* Tasks and exercises
[a] In the chapter on Lemkivshchyna, extract the passage between "Echoes of struggle" and "of this brain-washing.", inclusive.
[b] List the individuals the Lemkivshchyna chapter names as carrying on educational work, with the place given for each.

::: Text :::

Chapter 21

Echoes of struggle for freedom in Lemkivshchyna

Before World War [ I ], Lemkivshchyna, that beautiful corner of Ukraine, was so clouded by moscophilism that it seemed it would be completely lost to the Ukrainian idea. For many years Lemkivshchyna had been nurtured in the moscophile spirit by various, unconscionable agitators and it put all the hopes of its unenviable fate in Russia's might. Ukrainians were very poorly organized in Lemkivshchyna, in addition they exercised only a small influence on the people. Whenever they tried to distribute their periodicals and books, opponents always found a way to paralyze their efforts. In this, these opponents held nothing back, but hammered such hatred not only to the Ukrainian idea, but to the very name Ukraine, into unenlightened people that to this day it is difficult for the people to grow out of this brain-washing.

It is also true that Ukrainians either took very little interest in Lemkivshchyna or took no interest at all. They did not try to get to know their brothers to the west, nor influence them, nor nurture them in the Ukrainian concept. How little our Galicia concerned itself with Lemkivshchyna we see from the fact that when Ukrainians were being gathered into a newly arisen Ukrainian republic, Lemkivshchyna was spoken of fleetingly and unclearly. Lemkivshchyna had been saddled almost exclusively with moscophile priests and teachers. For some reason, Ukrainians were afraid to settle among the Lemkos. They were inhibited by the Lemko dialect, the great distance from eastern Galicia and the inaccessibility of the mountains.

There were only a few more active individuals, like the late Yavorsky in Novy Sanch, Maritchak in Yaslo and the late Rev. Kisilovsky in Hrab, who carried on educational work as well as they were able to. But there were too few of these workers. So, the moscophiles were able to exercise exclusive influence over the people and were able to strengthen their own ideas in them. Their main objective was the establishment of Russian Orthodoxy in the villages of Lemkivshchyna, which had as its goal the destruction not only of the Ukrainian church but of the nation and to strengthen even further the leaning of the people to the all-powerful tsar.

Then the First World War broke out. Having lived through the great desolation which the war brought with it, the war also served to stymie the local population's movement toward moscophilism. Shrewd agitators who tried all means to propagate moscophilism prudently disappeared from the scene. Their students, the people, convicted of treason were left behind in Austrian death camps. Many others left with retreating Russian troops and were scattered, primarily throughout Ukraine. There they recognized that Ukrainians, by their speech and customs were the same as they themselves and that the Great Russians, who they had felt a kinship with, were distant and unlike themselves. These people looked for the establishment of a Ukrainian state, some worked in Ukrainian organizations. Indeed, some even fought with the Ukrainian army.

This movement must have influenced their consciousness and having returned home they brought with them a change in their former moscophile views. Also, the unconscionable work of moscophile provocateurs in Russia removed their enthusiasm for the much feted "unity" of the Galician nation with the Great Russian nation. In addition, Russian troops, among whom were no small group of Ukrainians irrevocably changed those who had remained at home. Ukrainian soldiers, although not so sure of their own uniqueness still in all felt that the Lemkos were closer to them than their Russian comrades. Their speech and appearance united them. Even Russian commanders made a distinction between Lemkos and their own soldiers. They assured the Lemkos that they were "khokhly", just like the "khokhly " that served in the Russian army; that they were quite distinct from the Great Russian "katsapy". These names, used to signify differences between Ukrainians and Russians, have remained in use to this day.

::: Records supplied :::

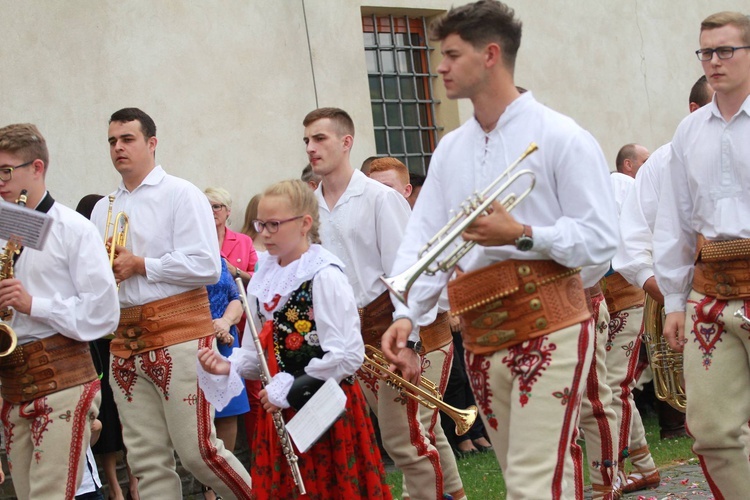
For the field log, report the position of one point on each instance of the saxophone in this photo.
(669, 382)
(8, 338)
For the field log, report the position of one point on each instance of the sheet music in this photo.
(23, 224)
(317, 416)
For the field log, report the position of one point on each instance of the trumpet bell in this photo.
(425, 394)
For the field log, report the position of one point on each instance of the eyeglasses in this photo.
(6, 173)
(271, 225)
(722, 52)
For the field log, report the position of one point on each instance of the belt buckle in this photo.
(724, 278)
(30, 390)
(495, 337)
(135, 345)
(725, 289)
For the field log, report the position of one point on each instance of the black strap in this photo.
(44, 207)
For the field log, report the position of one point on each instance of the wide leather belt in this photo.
(44, 367)
(164, 322)
(513, 301)
(375, 318)
(620, 294)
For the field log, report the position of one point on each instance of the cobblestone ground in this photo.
(678, 482)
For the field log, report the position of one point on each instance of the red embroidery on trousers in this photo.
(527, 361)
(218, 464)
(123, 371)
(420, 443)
(8, 427)
(568, 430)
(38, 412)
(707, 326)
(626, 386)
(476, 368)
(157, 366)
(80, 422)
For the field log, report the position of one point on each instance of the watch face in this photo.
(524, 243)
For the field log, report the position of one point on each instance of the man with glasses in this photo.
(362, 223)
(172, 253)
(704, 210)
(62, 297)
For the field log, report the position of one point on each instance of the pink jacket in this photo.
(239, 251)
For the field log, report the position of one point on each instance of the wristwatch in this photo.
(525, 242)
(414, 346)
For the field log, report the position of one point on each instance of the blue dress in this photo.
(220, 295)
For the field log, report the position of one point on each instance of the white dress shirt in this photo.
(707, 192)
(634, 257)
(172, 227)
(336, 321)
(571, 209)
(71, 284)
(364, 230)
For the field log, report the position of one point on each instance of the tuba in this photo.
(426, 393)
(669, 382)
(8, 338)
(476, 205)
(120, 226)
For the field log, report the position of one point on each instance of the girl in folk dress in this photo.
(311, 333)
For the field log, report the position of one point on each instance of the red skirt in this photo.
(344, 463)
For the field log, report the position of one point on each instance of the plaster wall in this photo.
(229, 81)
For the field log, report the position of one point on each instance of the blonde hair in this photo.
(302, 200)
(219, 194)
(251, 213)
(390, 163)
(25, 140)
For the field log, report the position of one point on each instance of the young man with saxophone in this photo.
(350, 203)
(526, 326)
(702, 254)
(62, 297)
(170, 256)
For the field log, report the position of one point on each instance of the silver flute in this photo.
(265, 378)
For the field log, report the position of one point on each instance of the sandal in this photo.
(205, 489)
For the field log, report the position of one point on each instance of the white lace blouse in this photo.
(336, 320)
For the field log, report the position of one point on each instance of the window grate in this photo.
(401, 96)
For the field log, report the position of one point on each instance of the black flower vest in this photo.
(295, 338)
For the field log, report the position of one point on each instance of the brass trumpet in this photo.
(669, 382)
(476, 205)
(426, 393)
(120, 226)
(8, 337)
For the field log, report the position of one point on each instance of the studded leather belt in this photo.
(620, 294)
(44, 367)
(722, 269)
(516, 300)
(164, 322)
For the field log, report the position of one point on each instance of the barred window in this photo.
(403, 108)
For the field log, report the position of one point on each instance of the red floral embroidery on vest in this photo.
(157, 365)
(527, 361)
(123, 371)
(476, 368)
(707, 327)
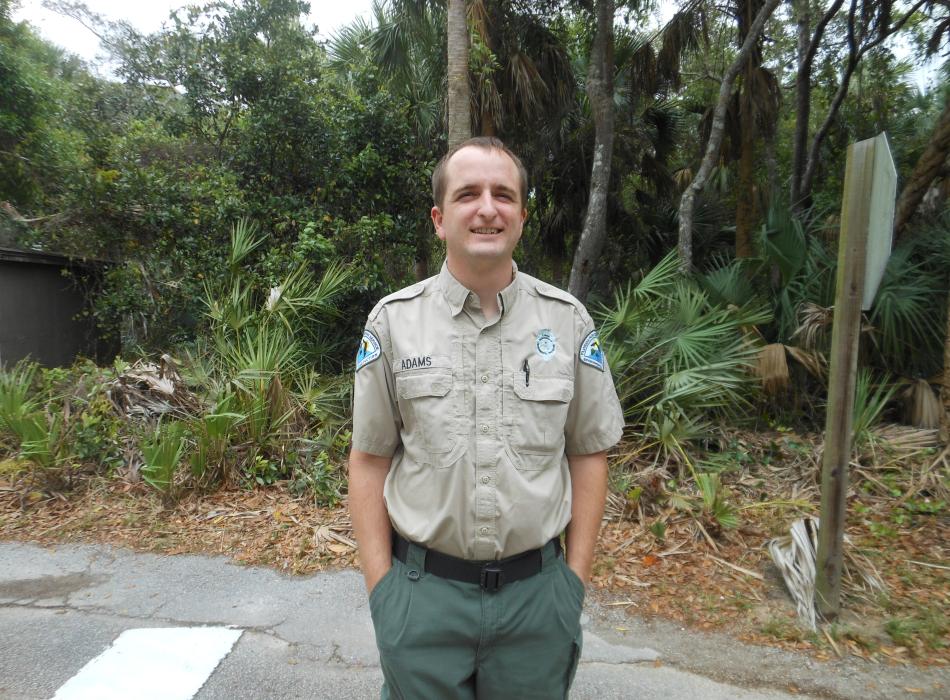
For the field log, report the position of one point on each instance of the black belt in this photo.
(491, 575)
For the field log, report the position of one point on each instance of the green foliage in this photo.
(162, 452)
(870, 399)
(18, 407)
(715, 506)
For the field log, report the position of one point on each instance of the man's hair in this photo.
(484, 142)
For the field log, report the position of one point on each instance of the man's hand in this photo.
(368, 513)
(588, 496)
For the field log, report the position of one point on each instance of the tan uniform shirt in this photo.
(478, 416)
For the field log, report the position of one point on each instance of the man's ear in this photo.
(436, 215)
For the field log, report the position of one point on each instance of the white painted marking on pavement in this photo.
(163, 663)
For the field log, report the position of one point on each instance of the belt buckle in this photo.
(492, 577)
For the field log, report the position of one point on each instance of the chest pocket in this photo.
(539, 416)
(429, 400)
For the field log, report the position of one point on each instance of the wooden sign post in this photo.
(864, 245)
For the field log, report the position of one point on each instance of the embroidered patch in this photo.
(591, 354)
(369, 350)
(546, 344)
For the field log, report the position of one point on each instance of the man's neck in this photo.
(485, 282)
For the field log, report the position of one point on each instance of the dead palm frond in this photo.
(814, 323)
(796, 555)
(772, 368)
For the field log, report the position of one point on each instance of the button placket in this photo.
(486, 413)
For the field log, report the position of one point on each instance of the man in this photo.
(483, 409)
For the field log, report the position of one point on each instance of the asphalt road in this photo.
(311, 637)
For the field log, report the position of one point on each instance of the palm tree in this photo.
(600, 94)
(457, 52)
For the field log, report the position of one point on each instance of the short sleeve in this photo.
(595, 418)
(376, 419)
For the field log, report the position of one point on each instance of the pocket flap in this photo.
(416, 385)
(545, 389)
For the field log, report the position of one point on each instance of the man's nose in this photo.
(486, 205)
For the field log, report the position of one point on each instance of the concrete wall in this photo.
(39, 310)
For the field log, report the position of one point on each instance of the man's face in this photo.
(482, 214)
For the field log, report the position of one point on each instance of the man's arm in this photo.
(588, 497)
(368, 513)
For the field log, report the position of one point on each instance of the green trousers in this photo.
(448, 640)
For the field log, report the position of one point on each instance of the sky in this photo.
(328, 15)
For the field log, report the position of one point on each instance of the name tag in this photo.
(420, 361)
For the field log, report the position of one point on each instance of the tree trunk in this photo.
(945, 385)
(807, 48)
(688, 201)
(600, 94)
(459, 93)
(928, 165)
(745, 186)
(802, 98)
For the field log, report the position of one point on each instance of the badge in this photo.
(591, 354)
(546, 344)
(369, 350)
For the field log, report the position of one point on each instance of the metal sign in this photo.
(872, 196)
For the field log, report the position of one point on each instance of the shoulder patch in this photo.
(369, 350)
(591, 353)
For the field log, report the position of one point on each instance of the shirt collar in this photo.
(456, 293)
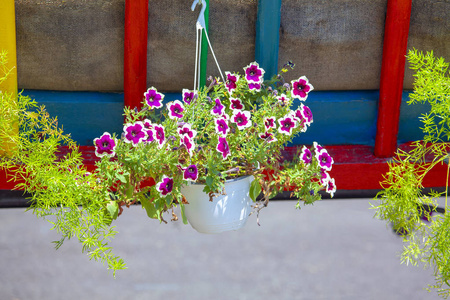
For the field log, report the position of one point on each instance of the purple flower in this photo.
(286, 124)
(188, 96)
(324, 177)
(134, 133)
(188, 143)
(306, 155)
(253, 73)
(153, 98)
(148, 128)
(222, 127)
(190, 173)
(283, 99)
(300, 119)
(159, 134)
(176, 109)
(231, 80)
(324, 159)
(187, 130)
(222, 147)
(105, 145)
(300, 88)
(218, 108)
(256, 86)
(331, 187)
(306, 114)
(268, 137)
(236, 104)
(269, 123)
(317, 147)
(165, 186)
(241, 119)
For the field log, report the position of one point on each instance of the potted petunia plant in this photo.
(219, 147)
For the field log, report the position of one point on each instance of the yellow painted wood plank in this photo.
(8, 44)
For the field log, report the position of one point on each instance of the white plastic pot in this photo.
(225, 212)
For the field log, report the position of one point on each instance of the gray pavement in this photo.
(332, 250)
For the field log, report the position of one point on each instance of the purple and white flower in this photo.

:::

* Answer set
[a]
Echoes of struggle for freedom in Lemkivshchyna

Before World War [ I ], Lemkivshchyna, that beautiful corner of Ukraine, was so clouded by moscophilism that it seemed it would be completely lost to the Ukrainian idea. For many years Lemkivshchyna had been nurtured in the moscophile spirit by various, unconscionable agitators and it put all the hopes of its unenviable fate in Russia's might. Ukrainians were very poorly organized in Lemkivshchyna, in addition they exercised only a small influence on the people. Whenever they tried to distribute their periodicals and books, opponents always found a way to paralyze their efforts. In this, these opponents held nothing back, but hammered such hatred not only to the Ukrainian idea, but to the very name Ukraine, into unenlightened people that to this day it is difficult for the people to grow out of this brain-washing.

[b]
- Yavorsky, in Novy Sanch
- Maritchak, in Yaslo
- Rev. Kisilovsky, in Hrab